> _ABOUT THIS EXERCISE_
The lines to copy from the listing below are those that contain the string "dining".

=======

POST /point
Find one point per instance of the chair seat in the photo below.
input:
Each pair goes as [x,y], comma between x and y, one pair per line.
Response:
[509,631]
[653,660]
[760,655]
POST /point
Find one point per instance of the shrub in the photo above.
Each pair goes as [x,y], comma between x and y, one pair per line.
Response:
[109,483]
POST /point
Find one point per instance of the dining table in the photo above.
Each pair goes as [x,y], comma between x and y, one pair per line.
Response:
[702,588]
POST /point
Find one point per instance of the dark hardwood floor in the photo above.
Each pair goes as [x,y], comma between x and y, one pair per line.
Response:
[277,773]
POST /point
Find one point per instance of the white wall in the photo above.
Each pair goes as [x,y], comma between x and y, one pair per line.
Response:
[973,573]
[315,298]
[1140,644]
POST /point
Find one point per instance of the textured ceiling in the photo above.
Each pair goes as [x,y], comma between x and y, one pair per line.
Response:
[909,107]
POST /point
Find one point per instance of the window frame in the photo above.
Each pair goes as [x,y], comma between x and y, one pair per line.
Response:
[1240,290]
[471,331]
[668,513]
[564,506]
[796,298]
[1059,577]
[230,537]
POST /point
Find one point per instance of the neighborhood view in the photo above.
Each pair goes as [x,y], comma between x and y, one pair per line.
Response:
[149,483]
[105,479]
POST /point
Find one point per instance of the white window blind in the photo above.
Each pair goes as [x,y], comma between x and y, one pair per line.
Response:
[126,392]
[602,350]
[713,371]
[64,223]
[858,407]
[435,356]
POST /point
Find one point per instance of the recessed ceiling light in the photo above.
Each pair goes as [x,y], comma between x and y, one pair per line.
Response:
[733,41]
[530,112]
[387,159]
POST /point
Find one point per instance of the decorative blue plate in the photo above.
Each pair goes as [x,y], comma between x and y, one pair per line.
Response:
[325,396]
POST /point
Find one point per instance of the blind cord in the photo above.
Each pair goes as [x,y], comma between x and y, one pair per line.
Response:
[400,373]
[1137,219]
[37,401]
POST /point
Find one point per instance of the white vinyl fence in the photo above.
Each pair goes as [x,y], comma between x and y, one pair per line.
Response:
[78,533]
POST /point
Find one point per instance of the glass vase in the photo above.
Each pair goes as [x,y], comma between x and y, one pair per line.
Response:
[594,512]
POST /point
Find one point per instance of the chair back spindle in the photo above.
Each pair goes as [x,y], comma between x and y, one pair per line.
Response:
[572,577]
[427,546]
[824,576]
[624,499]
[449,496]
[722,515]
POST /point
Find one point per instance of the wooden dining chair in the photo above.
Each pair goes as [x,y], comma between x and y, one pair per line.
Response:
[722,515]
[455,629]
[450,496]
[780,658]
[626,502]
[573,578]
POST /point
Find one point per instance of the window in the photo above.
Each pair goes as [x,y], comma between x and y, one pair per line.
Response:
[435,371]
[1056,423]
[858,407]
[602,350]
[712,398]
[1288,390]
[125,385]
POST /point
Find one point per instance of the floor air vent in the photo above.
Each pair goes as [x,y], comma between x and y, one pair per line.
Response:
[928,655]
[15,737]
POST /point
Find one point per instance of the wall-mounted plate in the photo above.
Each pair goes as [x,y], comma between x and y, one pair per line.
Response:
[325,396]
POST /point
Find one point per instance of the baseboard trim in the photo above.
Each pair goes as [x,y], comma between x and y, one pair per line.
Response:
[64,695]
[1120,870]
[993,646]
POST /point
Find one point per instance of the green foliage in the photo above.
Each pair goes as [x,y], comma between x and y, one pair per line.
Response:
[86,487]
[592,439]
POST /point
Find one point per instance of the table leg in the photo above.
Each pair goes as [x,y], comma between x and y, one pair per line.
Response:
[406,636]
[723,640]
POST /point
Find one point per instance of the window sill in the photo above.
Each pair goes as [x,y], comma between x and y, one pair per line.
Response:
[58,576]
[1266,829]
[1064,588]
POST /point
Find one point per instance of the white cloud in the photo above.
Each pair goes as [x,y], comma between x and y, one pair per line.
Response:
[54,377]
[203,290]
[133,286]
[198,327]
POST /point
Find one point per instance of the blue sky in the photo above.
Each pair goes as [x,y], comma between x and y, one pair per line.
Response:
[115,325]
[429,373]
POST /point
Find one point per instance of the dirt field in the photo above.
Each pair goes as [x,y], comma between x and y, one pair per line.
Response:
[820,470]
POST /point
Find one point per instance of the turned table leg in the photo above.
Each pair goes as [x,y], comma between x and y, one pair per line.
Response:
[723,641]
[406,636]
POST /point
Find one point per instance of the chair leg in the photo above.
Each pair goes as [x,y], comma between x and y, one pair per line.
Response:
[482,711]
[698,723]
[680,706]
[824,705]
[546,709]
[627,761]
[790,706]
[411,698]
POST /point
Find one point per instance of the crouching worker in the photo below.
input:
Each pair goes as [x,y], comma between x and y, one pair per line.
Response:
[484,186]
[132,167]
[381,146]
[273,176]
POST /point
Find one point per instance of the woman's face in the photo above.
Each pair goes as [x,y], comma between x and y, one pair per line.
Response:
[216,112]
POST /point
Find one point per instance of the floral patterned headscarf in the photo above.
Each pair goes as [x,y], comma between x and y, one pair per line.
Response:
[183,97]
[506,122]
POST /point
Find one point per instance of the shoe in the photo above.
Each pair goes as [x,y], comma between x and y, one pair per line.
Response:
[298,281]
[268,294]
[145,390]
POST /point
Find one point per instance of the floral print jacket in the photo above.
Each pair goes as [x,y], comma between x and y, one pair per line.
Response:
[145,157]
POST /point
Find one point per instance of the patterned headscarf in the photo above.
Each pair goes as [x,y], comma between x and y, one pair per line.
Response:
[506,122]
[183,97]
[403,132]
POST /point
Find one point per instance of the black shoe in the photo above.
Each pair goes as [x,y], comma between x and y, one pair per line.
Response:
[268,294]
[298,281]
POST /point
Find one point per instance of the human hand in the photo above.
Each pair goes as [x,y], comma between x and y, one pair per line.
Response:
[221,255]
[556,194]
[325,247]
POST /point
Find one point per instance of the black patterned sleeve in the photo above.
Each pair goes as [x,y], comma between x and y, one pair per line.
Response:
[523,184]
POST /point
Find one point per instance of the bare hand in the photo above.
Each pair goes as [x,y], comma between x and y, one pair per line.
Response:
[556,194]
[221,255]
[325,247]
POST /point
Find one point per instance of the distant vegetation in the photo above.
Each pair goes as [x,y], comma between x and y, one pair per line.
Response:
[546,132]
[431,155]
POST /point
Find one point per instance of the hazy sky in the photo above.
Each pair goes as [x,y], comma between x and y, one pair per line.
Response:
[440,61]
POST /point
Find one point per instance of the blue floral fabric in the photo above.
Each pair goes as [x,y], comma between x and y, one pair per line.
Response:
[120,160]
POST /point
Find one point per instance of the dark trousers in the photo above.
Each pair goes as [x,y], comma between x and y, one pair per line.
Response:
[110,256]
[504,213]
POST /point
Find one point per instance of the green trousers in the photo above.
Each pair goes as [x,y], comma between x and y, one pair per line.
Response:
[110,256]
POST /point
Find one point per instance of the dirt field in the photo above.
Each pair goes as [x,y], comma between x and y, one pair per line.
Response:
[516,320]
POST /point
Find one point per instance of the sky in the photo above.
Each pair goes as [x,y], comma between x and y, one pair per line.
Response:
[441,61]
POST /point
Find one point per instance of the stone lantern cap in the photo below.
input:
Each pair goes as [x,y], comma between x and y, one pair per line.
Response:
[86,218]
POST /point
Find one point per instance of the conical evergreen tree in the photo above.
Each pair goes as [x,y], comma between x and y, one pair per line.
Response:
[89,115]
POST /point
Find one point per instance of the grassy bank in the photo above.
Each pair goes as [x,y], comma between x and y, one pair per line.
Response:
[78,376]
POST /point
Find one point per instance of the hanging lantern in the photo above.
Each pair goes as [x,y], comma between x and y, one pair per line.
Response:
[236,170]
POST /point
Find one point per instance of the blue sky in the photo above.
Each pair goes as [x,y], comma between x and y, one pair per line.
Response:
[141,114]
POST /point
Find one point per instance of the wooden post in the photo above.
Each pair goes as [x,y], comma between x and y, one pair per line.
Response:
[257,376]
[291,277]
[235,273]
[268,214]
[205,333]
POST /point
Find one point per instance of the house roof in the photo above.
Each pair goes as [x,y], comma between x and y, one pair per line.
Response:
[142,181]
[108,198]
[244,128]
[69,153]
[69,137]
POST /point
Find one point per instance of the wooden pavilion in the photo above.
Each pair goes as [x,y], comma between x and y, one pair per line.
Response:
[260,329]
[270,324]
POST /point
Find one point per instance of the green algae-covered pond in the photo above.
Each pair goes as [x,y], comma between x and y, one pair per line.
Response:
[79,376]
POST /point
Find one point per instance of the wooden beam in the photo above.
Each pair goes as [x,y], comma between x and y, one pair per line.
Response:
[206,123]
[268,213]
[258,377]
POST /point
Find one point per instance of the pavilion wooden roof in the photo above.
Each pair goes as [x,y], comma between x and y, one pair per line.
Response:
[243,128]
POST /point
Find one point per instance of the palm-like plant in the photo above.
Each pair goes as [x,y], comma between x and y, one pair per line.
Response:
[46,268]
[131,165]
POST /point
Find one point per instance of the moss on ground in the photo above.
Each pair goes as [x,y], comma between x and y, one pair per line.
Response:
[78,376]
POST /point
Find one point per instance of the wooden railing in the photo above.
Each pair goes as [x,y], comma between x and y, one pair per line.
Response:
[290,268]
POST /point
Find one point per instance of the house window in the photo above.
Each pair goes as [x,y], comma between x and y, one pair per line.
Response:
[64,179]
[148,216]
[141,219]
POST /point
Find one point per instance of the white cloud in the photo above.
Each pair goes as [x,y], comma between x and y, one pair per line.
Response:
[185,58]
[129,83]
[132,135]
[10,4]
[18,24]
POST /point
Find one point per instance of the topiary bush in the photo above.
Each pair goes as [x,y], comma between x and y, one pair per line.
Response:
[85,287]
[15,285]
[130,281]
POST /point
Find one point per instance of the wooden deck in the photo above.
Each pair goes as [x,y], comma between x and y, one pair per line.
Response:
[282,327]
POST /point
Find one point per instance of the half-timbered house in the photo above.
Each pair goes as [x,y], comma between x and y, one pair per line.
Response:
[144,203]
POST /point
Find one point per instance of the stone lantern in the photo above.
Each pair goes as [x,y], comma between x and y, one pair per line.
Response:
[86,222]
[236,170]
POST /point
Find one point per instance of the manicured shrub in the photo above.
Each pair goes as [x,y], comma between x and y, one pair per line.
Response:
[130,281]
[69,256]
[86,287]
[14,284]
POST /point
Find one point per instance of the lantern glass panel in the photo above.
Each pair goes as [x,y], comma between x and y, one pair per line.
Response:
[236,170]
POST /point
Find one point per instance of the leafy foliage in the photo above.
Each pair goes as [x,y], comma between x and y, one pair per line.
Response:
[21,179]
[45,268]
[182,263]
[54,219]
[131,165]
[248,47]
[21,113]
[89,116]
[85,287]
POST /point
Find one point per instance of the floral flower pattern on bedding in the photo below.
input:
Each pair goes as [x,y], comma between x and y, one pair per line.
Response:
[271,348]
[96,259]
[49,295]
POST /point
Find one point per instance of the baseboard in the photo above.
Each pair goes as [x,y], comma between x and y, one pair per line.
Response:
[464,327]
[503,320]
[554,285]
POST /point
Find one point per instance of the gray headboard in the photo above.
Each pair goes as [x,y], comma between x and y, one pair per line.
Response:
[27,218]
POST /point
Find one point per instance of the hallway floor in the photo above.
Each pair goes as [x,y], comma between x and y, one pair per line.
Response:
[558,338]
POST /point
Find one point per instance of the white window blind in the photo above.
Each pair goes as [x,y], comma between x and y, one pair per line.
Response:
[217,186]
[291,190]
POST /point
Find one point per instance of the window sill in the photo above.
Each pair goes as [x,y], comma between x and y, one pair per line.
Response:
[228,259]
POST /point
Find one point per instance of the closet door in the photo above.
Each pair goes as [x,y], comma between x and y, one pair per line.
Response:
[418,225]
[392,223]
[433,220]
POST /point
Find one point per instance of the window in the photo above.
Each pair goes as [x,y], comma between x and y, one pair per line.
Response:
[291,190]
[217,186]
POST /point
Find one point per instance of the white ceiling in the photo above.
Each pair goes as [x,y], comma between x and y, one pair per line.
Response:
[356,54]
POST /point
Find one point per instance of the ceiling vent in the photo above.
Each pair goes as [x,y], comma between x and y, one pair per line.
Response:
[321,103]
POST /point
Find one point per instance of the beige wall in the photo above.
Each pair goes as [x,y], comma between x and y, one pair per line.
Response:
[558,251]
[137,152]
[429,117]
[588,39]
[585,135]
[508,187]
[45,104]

=======

> _SOLUTION TO THE PROBLEM_
Find one point per instance of the dining table in the photo above.
Find one point per instance of the wooden dining chair in the photo above.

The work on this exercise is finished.